What the exercise asks ▸ Duplicate the data entries below line for line, without changing anything.

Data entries
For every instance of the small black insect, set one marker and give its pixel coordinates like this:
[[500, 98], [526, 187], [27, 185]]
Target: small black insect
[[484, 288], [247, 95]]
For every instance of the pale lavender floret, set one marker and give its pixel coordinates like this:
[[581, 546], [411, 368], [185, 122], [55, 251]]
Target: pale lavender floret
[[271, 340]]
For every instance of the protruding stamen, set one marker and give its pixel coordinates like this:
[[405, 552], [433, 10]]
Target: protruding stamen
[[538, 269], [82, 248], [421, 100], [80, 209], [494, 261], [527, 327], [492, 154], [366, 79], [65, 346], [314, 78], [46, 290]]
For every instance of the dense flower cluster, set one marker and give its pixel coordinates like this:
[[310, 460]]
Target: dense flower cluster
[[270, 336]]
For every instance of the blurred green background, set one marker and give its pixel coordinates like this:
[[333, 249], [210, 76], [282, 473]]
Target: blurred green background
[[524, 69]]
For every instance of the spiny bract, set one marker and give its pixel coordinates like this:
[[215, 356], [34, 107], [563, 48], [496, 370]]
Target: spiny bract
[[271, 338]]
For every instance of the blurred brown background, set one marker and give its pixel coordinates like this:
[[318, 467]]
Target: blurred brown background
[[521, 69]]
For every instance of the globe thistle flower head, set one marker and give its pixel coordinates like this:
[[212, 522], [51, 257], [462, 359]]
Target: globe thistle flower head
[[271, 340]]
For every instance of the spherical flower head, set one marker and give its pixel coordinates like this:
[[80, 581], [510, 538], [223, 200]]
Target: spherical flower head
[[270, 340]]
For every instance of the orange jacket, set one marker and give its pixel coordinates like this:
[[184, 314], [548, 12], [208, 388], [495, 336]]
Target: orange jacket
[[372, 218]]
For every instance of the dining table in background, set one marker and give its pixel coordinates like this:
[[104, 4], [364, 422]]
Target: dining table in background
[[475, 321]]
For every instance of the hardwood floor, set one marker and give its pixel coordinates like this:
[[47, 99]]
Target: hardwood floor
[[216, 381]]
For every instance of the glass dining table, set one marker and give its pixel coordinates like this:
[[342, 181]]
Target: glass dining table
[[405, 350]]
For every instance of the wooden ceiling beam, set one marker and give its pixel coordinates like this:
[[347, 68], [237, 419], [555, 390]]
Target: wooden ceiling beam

Exercise response ▸
For every instance of the small black insect, set one marker and give its pixel coordinates like this:
[[500, 98], [526, 187], [27, 185]]
Target: small black insect
[[484, 288], [247, 95]]
For every instance of the pale lavender floret, set one marker and give its pixel coordinates like this:
[[581, 546], [411, 368], [185, 122], [55, 251]]
Target: pale lavender floret
[[271, 340]]
For every instance of the protruding stamen, set one marker and give its pixel coordinates like this:
[[405, 552], [433, 10]]
Target: protruding stamen
[[538, 269], [82, 248], [421, 100], [80, 209], [494, 261], [527, 327], [492, 154], [366, 79], [65, 346], [314, 78], [46, 290]]
For every instance of the dense flower cluster, set one marker and give its pixel coordinates like this:
[[310, 460]]
Target: dense flower cluster
[[270, 336]]
For every instance of the blurred green background, set one marker and give its pixel coordinates like this:
[[333, 249], [210, 76], [282, 473]]
Target: blurred green background
[[524, 69]]
For every instance of the spiny bract, set one marker and give its pixel coordinates like this:
[[215, 356], [34, 107], [563, 48], [496, 370]]
Target: spiny bract
[[271, 338]]
For every instance of the blurred brown background, set one marker and give its pixel coordinates like this:
[[318, 467]]
Target: blurred brown background
[[521, 69]]
For every instance of the globe thistle flower head, set one marker and give its pixel coordinates like this:
[[212, 522], [51, 257], [462, 359]]
Target: globe thistle flower head
[[271, 340]]
For every instance of the spherical flower head, set one marker and give its pixel coordinates like this:
[[80, 581], [510, 538], [223, 200]]
Target: spherical flower head
[[270, 340]]
For every instance of the orange jacket, set one marker and give its pixel coordinates like this:
[[184, 314], [548, 12], [208, 388], [495, 336]]
Target: orange jacket
[[372, 218]]
For every instance of the dining table in background, set one marker and give its pixel coordinates like this:
[[104, 4], [364, 422]]
Target: dining table in background
[[475, 321]]
For every instance of the hardwood floor, set one marker and give its pixel coordinates like this:
[[47, 99]]
Target: hardwood floor
[[216, 381]]
For every instance of the glass dining table, set one marker and give its pixel coordinates like this:
[[342, 181]]
Target: glass dining table
[[405, 350]]
For every instance of the wooden ceiling beam, set one marker and give its pixel coordinates like this:
[[347, 68], [237, 419], [555, 390]]
Target: wooden ceiling beam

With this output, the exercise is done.